- The problem: Pick out every line in the items below that contains the string "road" and copy each of those lines. Treat the match as case-sensitive.

┌─ Supplied records

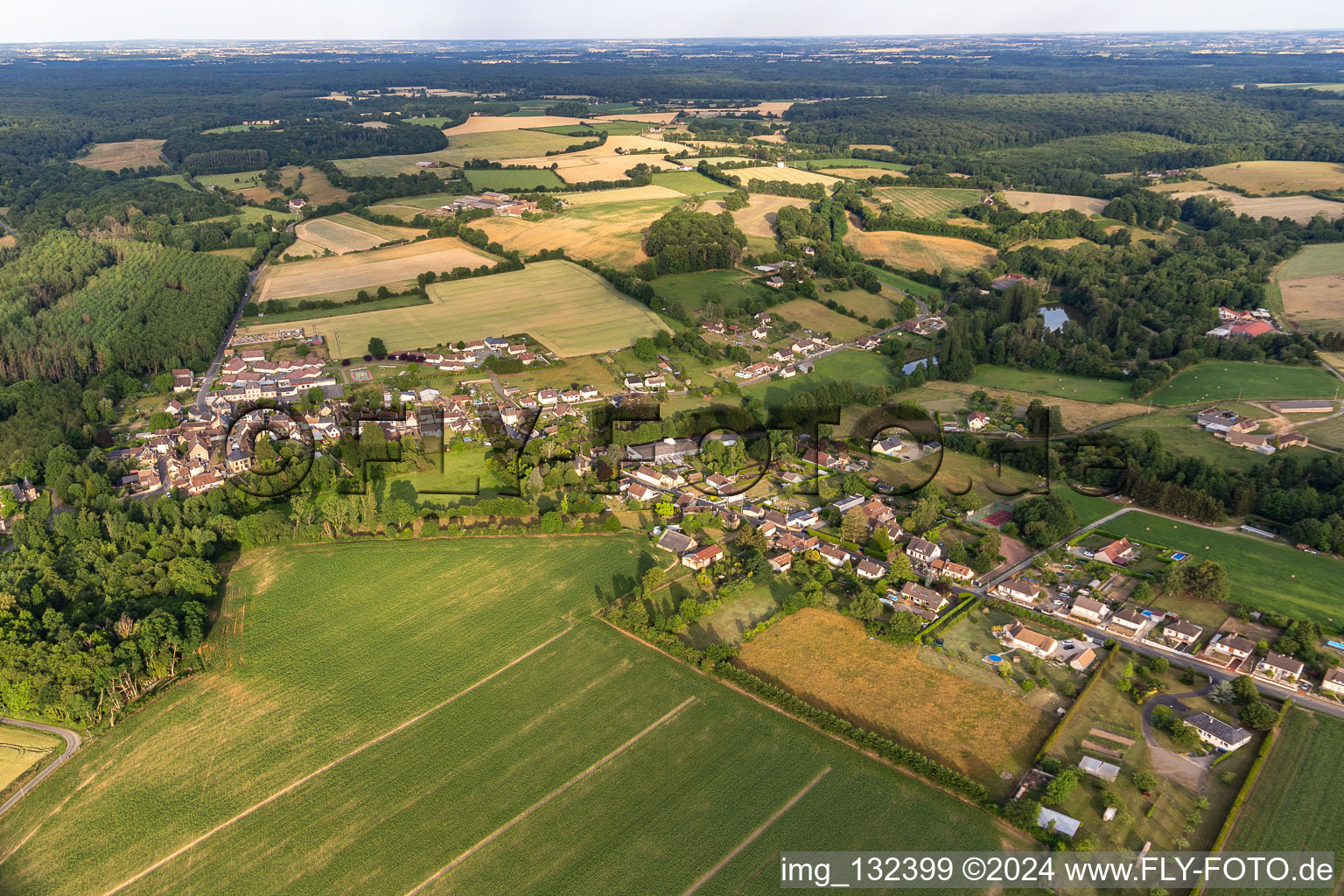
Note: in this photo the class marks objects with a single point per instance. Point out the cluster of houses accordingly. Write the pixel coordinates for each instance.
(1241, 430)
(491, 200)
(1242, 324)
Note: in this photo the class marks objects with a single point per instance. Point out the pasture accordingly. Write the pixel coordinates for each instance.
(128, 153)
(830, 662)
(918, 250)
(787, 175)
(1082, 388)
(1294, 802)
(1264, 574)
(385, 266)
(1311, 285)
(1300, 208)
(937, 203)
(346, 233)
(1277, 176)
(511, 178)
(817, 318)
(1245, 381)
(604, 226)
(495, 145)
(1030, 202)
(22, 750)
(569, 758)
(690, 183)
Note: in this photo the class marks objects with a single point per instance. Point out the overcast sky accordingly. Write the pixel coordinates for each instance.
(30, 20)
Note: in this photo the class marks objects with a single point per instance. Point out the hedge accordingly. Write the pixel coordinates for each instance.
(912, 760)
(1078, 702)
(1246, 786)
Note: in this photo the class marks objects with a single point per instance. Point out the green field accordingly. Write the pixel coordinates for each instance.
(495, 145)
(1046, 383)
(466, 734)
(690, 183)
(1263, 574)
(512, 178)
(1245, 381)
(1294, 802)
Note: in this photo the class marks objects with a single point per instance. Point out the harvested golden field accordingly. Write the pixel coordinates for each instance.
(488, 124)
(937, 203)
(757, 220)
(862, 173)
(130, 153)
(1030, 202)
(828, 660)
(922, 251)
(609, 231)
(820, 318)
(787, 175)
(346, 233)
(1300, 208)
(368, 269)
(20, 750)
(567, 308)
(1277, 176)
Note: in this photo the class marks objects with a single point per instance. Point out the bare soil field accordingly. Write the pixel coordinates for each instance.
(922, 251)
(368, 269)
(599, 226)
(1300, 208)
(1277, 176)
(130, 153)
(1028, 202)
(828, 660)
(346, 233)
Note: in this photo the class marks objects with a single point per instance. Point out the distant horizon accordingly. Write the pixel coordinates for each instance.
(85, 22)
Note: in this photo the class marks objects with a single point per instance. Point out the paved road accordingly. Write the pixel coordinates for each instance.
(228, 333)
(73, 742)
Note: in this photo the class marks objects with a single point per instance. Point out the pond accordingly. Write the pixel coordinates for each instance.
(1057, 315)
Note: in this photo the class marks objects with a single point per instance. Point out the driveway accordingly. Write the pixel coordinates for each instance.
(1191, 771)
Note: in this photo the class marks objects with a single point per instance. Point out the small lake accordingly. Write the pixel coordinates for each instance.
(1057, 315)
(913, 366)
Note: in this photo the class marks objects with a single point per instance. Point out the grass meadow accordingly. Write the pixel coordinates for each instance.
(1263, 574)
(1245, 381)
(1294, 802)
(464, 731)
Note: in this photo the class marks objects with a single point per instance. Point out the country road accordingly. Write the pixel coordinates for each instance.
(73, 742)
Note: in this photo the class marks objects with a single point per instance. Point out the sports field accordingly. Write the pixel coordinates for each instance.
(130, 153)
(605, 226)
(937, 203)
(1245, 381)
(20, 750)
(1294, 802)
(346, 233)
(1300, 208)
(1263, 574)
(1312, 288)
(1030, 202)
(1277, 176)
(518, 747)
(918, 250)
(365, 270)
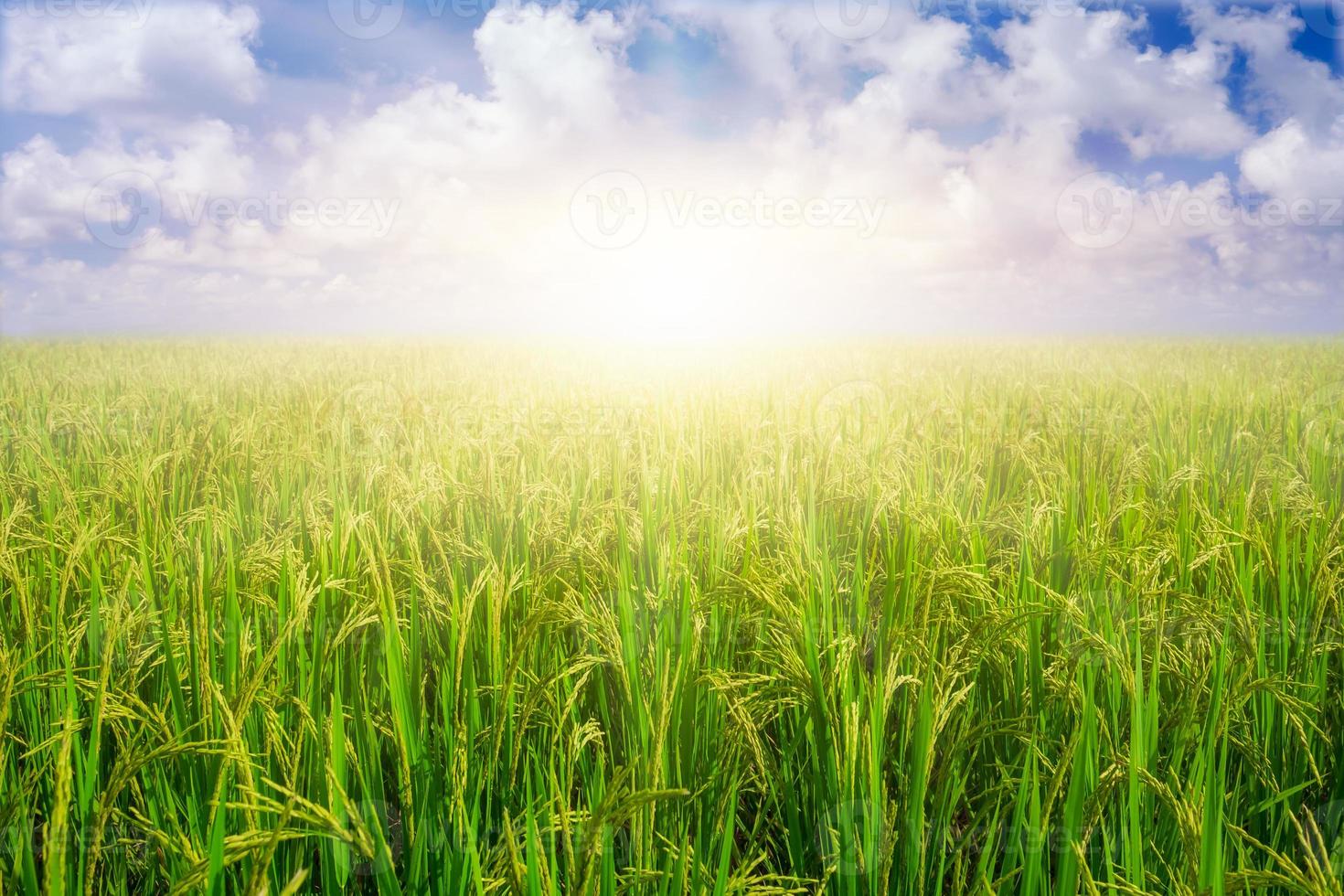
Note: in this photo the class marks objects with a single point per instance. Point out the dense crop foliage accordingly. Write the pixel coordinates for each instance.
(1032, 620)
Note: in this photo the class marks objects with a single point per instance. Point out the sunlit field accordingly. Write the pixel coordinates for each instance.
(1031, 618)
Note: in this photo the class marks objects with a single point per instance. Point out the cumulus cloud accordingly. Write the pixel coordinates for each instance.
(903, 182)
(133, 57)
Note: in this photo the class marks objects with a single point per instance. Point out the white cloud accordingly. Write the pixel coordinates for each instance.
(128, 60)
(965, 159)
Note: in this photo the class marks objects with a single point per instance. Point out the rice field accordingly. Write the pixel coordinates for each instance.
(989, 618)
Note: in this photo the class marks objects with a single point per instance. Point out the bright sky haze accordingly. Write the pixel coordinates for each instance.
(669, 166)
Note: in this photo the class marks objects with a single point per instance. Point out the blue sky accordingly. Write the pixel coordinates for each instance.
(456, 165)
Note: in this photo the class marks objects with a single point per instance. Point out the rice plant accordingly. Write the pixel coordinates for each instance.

└─
┌─ Supplied records

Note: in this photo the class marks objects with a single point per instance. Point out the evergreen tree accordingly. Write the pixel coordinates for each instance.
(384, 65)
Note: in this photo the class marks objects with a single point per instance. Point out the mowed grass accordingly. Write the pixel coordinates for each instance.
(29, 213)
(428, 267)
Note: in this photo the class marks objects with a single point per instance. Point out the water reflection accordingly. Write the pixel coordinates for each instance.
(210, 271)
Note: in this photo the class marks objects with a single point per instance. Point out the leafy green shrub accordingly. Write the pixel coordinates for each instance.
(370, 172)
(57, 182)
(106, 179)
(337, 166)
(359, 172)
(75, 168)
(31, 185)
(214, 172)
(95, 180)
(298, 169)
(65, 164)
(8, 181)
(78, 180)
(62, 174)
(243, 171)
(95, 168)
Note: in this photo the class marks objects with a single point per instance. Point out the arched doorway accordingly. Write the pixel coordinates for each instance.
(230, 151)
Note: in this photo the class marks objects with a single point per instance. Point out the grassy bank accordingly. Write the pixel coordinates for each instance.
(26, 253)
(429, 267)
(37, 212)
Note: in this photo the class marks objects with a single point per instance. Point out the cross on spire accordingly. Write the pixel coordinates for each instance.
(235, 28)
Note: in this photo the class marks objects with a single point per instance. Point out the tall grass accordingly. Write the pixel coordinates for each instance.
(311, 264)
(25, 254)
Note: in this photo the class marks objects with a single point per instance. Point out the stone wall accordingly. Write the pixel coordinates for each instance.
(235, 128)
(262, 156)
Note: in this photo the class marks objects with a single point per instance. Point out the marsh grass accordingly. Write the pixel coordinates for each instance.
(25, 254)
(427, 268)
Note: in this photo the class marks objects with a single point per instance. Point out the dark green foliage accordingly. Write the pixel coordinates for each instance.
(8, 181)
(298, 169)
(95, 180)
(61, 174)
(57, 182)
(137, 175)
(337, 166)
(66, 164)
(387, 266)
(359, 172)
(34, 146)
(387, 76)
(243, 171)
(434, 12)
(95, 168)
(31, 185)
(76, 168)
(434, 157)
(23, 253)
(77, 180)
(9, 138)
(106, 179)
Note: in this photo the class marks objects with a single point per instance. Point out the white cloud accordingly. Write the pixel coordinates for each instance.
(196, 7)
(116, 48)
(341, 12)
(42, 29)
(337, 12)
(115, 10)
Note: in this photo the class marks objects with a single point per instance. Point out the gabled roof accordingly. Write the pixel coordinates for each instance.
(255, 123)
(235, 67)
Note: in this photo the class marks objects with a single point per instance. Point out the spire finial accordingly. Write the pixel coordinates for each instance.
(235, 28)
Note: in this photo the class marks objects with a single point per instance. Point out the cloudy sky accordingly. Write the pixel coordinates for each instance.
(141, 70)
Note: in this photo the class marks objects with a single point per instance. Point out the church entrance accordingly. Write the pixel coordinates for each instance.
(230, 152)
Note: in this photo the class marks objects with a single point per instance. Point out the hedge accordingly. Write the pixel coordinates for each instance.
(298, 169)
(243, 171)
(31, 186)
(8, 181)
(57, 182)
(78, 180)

└─
┌─ Supplied records

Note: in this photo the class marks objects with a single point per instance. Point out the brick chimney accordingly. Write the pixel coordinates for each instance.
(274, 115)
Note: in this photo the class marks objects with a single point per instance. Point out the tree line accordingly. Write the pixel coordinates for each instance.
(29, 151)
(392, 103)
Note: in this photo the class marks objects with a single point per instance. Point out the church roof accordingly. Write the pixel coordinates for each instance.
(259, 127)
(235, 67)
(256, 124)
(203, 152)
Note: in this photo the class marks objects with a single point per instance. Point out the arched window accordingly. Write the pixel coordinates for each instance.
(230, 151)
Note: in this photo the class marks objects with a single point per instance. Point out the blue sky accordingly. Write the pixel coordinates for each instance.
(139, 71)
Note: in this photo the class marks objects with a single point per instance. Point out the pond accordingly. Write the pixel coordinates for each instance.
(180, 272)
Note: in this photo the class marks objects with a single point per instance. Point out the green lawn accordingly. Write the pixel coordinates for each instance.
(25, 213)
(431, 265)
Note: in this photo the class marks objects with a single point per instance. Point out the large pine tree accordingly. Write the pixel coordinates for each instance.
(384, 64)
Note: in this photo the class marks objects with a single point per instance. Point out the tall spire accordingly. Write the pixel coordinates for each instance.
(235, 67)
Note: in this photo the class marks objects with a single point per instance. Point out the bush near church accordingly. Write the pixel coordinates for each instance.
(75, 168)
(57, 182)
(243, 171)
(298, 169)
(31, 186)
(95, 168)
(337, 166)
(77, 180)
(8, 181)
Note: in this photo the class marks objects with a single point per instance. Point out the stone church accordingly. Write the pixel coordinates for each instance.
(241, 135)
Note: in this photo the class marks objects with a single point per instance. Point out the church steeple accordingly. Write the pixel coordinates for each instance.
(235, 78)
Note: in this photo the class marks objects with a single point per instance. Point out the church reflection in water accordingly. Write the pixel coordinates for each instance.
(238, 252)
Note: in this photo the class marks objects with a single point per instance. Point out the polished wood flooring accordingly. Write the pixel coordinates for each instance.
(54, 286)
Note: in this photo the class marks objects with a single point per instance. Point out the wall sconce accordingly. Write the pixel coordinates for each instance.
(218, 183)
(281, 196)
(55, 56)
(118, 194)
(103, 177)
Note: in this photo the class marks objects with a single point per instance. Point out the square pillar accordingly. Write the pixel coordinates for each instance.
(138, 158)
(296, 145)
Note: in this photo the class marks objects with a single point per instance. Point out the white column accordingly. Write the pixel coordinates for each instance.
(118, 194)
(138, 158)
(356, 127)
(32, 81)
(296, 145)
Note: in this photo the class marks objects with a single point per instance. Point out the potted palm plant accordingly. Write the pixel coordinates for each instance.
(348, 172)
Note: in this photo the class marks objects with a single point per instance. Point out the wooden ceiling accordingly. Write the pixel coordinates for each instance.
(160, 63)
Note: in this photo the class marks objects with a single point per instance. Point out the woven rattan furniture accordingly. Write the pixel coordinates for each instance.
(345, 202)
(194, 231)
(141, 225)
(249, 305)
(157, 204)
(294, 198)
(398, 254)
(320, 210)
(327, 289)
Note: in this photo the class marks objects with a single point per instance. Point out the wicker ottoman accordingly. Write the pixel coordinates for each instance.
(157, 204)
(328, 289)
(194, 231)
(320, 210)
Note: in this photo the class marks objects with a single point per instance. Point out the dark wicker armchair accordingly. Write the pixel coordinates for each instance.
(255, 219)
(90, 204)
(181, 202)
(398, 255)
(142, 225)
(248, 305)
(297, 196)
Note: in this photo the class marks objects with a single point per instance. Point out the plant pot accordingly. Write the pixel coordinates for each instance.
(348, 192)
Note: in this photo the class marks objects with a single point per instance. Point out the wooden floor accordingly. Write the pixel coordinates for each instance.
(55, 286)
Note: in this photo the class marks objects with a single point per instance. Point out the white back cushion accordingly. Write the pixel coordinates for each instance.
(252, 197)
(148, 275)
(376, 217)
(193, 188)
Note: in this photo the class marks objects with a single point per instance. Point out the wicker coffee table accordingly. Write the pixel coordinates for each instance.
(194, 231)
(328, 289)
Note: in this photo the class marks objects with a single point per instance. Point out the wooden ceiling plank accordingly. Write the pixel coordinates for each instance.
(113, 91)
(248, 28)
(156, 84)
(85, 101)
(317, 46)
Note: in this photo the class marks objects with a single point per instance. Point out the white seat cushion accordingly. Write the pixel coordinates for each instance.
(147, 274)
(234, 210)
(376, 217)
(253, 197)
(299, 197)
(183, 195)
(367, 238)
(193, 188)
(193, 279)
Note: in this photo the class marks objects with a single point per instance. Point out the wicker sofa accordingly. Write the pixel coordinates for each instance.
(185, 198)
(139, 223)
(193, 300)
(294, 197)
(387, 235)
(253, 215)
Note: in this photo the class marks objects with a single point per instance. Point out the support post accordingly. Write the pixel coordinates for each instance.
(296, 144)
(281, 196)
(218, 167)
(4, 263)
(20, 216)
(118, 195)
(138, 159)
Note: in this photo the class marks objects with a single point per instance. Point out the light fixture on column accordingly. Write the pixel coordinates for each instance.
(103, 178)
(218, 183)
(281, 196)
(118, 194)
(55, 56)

└─

- Solution to this exercise:
Note: in this photo the class marks objects with a single point per instance. Point out the paved road accordingly. Write the pixel coordinates for each instance.
Note: in this photo the class marks objects with a single point per instance. Point out the country road accordingly. Write the pixel coordinates for each instance.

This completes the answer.